> _Short task_:
Copy all of the material below exactly.

Named object pointing entries
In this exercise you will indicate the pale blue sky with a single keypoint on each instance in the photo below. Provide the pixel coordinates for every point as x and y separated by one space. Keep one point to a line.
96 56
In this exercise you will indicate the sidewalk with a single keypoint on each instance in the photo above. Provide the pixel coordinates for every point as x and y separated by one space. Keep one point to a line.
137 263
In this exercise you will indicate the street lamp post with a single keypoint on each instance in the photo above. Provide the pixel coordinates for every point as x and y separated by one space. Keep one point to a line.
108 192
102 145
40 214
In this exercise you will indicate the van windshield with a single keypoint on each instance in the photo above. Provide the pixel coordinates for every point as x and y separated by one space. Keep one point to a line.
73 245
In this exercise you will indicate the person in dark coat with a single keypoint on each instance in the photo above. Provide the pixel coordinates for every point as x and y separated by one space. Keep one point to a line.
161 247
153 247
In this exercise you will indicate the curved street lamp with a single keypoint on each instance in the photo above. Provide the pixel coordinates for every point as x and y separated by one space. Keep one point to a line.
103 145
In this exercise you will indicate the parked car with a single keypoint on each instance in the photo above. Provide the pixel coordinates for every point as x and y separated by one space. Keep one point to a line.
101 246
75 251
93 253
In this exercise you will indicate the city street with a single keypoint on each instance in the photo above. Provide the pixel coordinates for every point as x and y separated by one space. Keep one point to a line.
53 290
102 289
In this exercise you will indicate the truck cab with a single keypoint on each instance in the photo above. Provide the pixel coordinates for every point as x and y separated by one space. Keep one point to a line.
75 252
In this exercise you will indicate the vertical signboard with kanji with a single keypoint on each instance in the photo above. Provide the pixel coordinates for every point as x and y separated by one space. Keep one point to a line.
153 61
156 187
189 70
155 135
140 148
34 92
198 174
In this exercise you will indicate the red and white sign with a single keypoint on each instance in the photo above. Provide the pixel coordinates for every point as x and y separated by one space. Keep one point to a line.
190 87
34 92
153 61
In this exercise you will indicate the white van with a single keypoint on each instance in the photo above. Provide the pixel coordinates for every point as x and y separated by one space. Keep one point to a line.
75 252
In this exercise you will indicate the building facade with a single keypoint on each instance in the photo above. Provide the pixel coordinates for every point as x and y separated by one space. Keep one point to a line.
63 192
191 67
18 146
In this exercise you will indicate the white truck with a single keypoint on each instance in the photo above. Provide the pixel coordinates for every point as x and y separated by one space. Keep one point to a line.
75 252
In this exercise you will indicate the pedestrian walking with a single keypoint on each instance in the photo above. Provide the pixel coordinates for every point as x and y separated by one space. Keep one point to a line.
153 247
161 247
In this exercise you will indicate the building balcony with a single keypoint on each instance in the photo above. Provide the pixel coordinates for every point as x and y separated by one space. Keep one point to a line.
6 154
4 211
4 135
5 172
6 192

> _Task solution_:
In this exercise you will indicate the pale blue sky with a single keypoint on each instance in the photo below. Provide the pixel coordinates for every point as x and y separated by one space. Keep one point to a line.
96 56
In this exercise you will indicate the sidewalk with a single keypoint on each instance in the photo above. Provide the pixel coordinates for every point as x and y separated by one space. Keep one point to a line.
137 263
In this exercise you will indicate the street lamp post with a single keypoint on each instance in the photo above. Provide the pixel coordinates for every point as x and y separated by one space. Keep one point to a line.
108 192
102 145
40 214
In this exercise you will indicate the van windshield with a single keypoint on each instance in the photo above. Provide the pixel coordinates for every point as x and y separated by one space. Keep one point to a line.
73 245
In this exercise you will indicate the person in dark coat with a single keypoint on each instance in the photo above. Provide the pixel coordinates for every point as x and y separated by one space. Keep one point to a line.
161 247
153 247
In this exercise you will indicate the curved street lamp with a single keypoint on each instance in the photo above. Provide the pixel coordinates for every point as x and y separated by one space. Keep one point to a line.
103 145
In this exercise you will indicate the parked car with a single keypoint on each instance in the photo above. Provide the pixel coordinates for every point as x and y separated by one space. Keep one point to a line.
101 246
75 251
93 253
In this exercise you will indicate the city street with a single keypoint on each instance in the photo above. Provide the pixel coordinates for every point as x and y separated by one space. Keep one point to a line.
53 290
102 289
In this exercise you will indicate the truck cab with a single keypoint on each instance in the photo above. Provide the pixel coordinates for every point as x and y separated by one space. Keep one point to a line.
75 252
In this exercise you will indicate the vertical signboard with kanji with a single keypoint on each instance in the photo above. Provide the pixel coordinates for every point as x and y separated by one space. Keep one point to a line.
153 61
156 187
189 70
155 135
140 148
34 92
198 174
In this exercise you will indicate the red and white sign with a single keypoint on each instance in the photo above. Provide the pixel coordinates for every point as x and y separated by one space. Keep one point to a line.
190 87
34 92
153 61
In this exercise you will indicate the white van with a single keypoint on each instance in the photo above. Provide the pixel coordinates for every point as x and y separated by one space. Keep one point to a line.
75 252
In this exercise you will indicate the building facade with a single keypoint on each instance in the photo above. Provide the pixel coordinates for every point as x and y separated by one space. Keep one point to a line.
63 192
191 67
18 146
In this exercise you will indicate the white truck with a single keypoint on each instance in the photo above. Provide the pixel coordinates for every point as x and y separated by one space. Keep one point to a line.
75 252
In this exercise you will indicate the pedestrian walking with a single keypoint on each instance in the photo above. Provide the pixel coordinates for every point as x and y separated by one space. Keep one point to a line.
153 247
161 247
In this exercise you will indicate the building balcony with a single keypoint on each instance in the photo above. Provide the pixel coordinates for every point as x and y separated by one space. Keep one point to a line.
6 154
4 211
4 135
5 172
6 192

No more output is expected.